→ Extrait du texte:
========

« Couples » provisoires en hausse chez les travailleurs migrants
Vivant loin de chez eux pour gagner leur vie, les travailleurs migrants chinois [ les mingong ] peuvent supporter boulots difficiles et logements minables, mais il semble qu’ils ne peuvent ignorer leurs désirs primitifs.
Pour soulager la répression sexuelle que cause la longue séparation d’avec leur conjoint, de nombreux travailleurs migrants ont des « maris ou des épouses provisoires ».
Cette question sensible a fait l’objet d’un débat public dimanche grâce aux commentaires d’un député de l’Assemblée nationale populaire de Chine (ANP).
« Certains d’entre vous sont peut-être surpris de telles relations quasi conjugales, mais elles sont devenues de plus en plus fréquentes autour de moi et chez l’ensemble des travailleurs migrants » a déclaré Liu Li, une députée de Xiamen (sud de la Chine), lors d’une conférence de presse. Liu, migrante originaire de la province d’Anhui (centre de la Chine), travaille dans une entreprise de massage de pieds. Le phénomène des couples provisoires a, selon Liu, entraîné de nombreux problèmes sociaux comme l’augmentation du taux des divorces et des « affaires » extra-conjugales dans les zones rurales, sans compter l’impact sur la génération suivante.
En 2008, l’expression « couple temporaire » était encore fraîche et le phénomène « sporadique », selon Wu Zhiping, auteur se consacrant aux femmes rurales. « La séparation des époux a posé un défi aux schéma familial traditionnel des campagnes chinoises, qui veut que les hommes effectuent les travaux agricoles à l’extérieur et que les femmes tissent à la maison » écrit Wu dans Enquête sur la vie des femmes en milieu rural.
Mais la séparation des conjoints migrants est parfois nécessaire à cause des prix élevés du logement dans les villes et de l’accès limité aux soins médicaux et à l’éducation des enfants.
« Les besoins physiologiques humains et l’échec de la morale traditionnelle obligatoire dans une société originale ont contribué à l’augmentation des couples provisoires », a déclaré Dang Guoying, chercheur en politique rurale à l’Académie chinoise des sciences sociales. Quand un homme ou une femme arrive dans un nouvel endroit, il a tendance à être plus « audacieux » car peu de gens le connaissent et il y a donc moins contraintes morales selon Dang.

========

→ Données fournies:
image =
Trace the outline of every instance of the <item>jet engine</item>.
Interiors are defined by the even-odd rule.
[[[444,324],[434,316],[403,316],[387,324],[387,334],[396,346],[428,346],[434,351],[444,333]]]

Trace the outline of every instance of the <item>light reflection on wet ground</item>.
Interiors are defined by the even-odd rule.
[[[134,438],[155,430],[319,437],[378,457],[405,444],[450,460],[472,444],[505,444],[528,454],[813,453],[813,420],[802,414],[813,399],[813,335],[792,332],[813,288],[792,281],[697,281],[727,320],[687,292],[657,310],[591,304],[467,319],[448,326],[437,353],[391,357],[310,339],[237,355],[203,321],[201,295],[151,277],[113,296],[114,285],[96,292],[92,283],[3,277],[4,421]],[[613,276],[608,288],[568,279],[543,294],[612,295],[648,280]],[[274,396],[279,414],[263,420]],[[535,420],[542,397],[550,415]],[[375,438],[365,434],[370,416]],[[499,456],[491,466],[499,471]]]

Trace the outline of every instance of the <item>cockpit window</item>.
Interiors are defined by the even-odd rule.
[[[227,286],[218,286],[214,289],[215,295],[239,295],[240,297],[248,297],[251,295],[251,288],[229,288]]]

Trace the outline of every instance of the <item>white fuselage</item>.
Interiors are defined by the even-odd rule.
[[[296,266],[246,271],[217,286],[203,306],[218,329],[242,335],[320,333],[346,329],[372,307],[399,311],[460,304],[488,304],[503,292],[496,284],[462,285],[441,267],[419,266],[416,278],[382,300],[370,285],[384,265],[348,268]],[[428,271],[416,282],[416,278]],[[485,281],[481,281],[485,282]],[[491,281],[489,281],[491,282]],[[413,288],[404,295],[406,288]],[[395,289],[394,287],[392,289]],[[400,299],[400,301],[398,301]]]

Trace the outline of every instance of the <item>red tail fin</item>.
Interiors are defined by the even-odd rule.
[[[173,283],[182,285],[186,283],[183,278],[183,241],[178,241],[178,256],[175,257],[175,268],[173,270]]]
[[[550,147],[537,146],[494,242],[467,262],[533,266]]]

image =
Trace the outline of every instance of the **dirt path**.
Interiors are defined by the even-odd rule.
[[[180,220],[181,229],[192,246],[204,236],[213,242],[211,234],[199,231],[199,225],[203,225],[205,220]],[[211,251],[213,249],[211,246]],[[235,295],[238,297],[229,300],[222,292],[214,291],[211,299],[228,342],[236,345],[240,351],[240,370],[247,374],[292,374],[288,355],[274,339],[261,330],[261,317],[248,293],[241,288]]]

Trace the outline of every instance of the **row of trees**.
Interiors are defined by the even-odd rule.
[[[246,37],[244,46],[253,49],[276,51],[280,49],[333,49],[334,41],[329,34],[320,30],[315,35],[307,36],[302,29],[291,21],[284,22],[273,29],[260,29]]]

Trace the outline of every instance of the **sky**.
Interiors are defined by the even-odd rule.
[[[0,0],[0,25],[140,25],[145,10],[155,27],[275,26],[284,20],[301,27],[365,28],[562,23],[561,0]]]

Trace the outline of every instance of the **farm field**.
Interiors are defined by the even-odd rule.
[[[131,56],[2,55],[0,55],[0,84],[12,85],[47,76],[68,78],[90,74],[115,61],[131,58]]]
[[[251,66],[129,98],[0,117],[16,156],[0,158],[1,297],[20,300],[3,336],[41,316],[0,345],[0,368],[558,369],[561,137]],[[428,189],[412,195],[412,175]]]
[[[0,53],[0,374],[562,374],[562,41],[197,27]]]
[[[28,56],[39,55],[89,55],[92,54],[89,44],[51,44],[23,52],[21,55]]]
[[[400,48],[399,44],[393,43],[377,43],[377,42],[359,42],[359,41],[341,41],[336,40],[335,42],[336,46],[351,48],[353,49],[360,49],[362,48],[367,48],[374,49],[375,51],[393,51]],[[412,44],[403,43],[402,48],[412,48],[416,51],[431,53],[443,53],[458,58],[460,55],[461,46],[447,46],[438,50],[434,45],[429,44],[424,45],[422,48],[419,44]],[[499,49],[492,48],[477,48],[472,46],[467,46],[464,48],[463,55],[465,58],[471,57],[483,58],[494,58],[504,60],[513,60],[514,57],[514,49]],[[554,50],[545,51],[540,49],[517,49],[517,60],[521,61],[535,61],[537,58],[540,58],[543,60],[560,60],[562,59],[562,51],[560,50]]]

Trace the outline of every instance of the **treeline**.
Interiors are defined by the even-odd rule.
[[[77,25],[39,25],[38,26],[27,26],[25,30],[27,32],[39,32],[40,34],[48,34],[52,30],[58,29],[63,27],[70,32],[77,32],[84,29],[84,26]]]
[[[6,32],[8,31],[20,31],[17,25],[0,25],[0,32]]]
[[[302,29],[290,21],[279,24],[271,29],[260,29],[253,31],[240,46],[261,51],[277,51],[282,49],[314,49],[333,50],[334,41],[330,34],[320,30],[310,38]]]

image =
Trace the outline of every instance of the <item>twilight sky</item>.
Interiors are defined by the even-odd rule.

========

→ Consigne:
Répondez aux questions suivantes à partir du texte sur les couples provisoires chez les travailleurs migrants.
(a) Dans quel type d'entreprise travaille Liu Li ?
(b) Selon Wu Zhiping, comment se présentait le phénomène des couples temporaires en 2008 ?
(c) Quelle fonction occupe Dang Guoying ?

→ Corrigé:
(a) Dans une entreprise de massage de pieds.
(b) Il était « sporadique », et l'expression « couple temporaire » était encore fraîche.
(c) Il est chercheur en politique rurale à l'Académie chinoise des sciences sociales.